WHAT THIS TASK INVOLVES:
In the lines below, swap every "dermatology lesion detector" for "wildlife object detector" and leave everything else as it is.

***

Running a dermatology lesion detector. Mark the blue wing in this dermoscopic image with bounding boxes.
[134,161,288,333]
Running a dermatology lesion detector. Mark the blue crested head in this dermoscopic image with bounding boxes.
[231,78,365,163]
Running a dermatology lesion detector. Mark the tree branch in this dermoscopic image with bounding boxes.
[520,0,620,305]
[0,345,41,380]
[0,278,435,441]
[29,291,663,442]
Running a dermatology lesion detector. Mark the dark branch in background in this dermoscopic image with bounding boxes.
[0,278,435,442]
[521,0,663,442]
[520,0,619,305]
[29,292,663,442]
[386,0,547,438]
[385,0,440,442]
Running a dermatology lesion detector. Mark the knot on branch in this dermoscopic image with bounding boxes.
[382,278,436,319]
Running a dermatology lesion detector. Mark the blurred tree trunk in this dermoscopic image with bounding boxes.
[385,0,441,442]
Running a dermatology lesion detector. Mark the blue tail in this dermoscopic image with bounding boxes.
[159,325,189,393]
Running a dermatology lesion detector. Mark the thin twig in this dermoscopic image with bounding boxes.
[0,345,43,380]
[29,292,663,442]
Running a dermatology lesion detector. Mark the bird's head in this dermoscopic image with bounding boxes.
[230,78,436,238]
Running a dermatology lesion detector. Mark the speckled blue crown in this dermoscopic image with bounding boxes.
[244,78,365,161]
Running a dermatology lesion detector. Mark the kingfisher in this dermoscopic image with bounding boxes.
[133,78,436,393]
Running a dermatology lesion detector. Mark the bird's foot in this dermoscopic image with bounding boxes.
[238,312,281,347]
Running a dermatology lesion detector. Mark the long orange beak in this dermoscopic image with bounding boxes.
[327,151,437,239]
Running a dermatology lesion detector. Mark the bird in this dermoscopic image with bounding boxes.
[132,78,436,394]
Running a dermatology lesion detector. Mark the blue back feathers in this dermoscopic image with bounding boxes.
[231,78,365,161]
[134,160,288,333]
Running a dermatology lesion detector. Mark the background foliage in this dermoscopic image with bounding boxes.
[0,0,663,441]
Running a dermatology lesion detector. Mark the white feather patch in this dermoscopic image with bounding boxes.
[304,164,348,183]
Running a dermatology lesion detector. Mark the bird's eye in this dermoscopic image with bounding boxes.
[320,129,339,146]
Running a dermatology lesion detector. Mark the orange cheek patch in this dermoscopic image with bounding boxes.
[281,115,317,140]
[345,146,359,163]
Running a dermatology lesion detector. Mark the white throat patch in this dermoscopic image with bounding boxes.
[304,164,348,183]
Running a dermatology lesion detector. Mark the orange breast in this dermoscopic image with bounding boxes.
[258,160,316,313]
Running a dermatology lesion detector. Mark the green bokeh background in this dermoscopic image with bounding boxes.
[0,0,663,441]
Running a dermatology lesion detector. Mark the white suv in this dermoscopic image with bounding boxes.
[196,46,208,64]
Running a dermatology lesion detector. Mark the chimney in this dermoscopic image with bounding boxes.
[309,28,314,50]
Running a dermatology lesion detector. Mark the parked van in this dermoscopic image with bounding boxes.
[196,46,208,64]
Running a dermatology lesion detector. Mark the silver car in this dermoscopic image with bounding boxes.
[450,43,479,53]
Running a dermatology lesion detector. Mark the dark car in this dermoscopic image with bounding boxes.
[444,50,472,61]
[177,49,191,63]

***

SOLUTION TO THE EXERCISE:
Running a wildlife object detector. Mark the blue wing in this dermoscopic image with bounding boxes.
[134,161,288,333]
Running a wildlife object detector. Mark the blue crested head in this dermoscopic image with bounding boxes.
[231,78,365,163]
Running a wildlife object detector. Mark the tree branch in this dermoscopic image with bounding boxes.
[520,0,620,305]
[0,345,41,380]
[0,278,435,441]
[29,291,663,442]
Running a wildlife object detector. Mark the dark branch in background in this dermoscopic image with bounding boxes.
[0,278,435,442]
[521,0,663,442]
[520,0,619,305]
[29,292,663,442]
[386,0,547,438]
[385,0,440,442]
Running a wildlife object detector. Mark the knot on branch in this dermoscopic image with bounding boxes.
[382,278,436,319]
Running a wildlife object detector. Mark the blurred tree trunk in this dermoscopic image with bounding boxes.
[385,0,441,442]
Running a wildlife object detector. Mark the blue tail in this dermoscopic image with bounding boxes.
[159,325,189,393]
Running a wildlife object detector. Mark the thin twig in this dermoscopic image with bounding boxes.
[0,345,43,380]
[29,292,663,442]
Running a wildlife object detector. Mark the bird's head in this dermoscopic image with bounding boxes.
[230,78,436,238]
Running a wildlife object detector. Mark the speckled blue crown in this dermoscopic image with bounding boxes.
[244,78,365,161]
Running a wildlife object detector. Mark the kingfisher in this dermoscopic image with bounding boxes.
[133,78,436,393]
Running a wildlife object detector. Mark the bird's foot in this dermoscopic image with bounding boxes.
[238,312,281,347]
Running a wildlife object detector. Mark the long orange beak in this dermoscopic image with bounding boxes.
[327,151,437,239]
Running a wildlife object detector. Mark the bird in this dermoscopic image with bounding boxes.
[132,78,436,394]
Running a wildlife object detector. Mark the blue back feathers in this dermoscopic image with bounding boxes.
[231,78,365,161]
[134,160,288,333]
Running a wildlife object detector. Mark the background foliage in this dermoscopic image with bounding boxes.
[0,0,663,441]
Running a wildlife object detector. Mark the white feather patch in this dermoscopic image with bounding boxes.
[304,164,348,183]
Running a wildlife object detector. Mark the bird's eye in this dermoscopic image with bounding boxes.
[320,129,339,146]
Running a wildlife object detector. Mark the orange cheek patch in this dermoscopic image with bounding boxes.
[281,115,317,140]
[345,146,359,163]
Running a wildlife object detector. Mark the white throat patch in this dermoscopic image with bounding boxes.
[304,164,348,183]
Running a wildlife object detector. Mark the orange breast in this dermoscopic image with bounding boxes.
[258,160,316,313]
Running a wildlife object detector. Mark the green bokeh background in this dermoscopic image with bounding boxes.
[0,0,663,441]
Running a wildlife object detector. Mark the white suv in this dermoscopic image with bounding boxes.
[196,46,208,64]
Running a wildlife object detector. Mark the chimney in this dermoscopic image with bounding boxes.
[309,28,314,50]
Running a wildlife object detector. Mark the parked van in this dermoscopic image with bounding boxes.
[196,46,208,64]
Running a wildlife object detector. Mark the silver car in this dermoscopic image with bounding boxes.
[450,43,479,53]
Running a wildlife object detector. Mark the dark car in this dermoscopic image with bounding boxes.
[444,50,472,61]
[177,49,191,63]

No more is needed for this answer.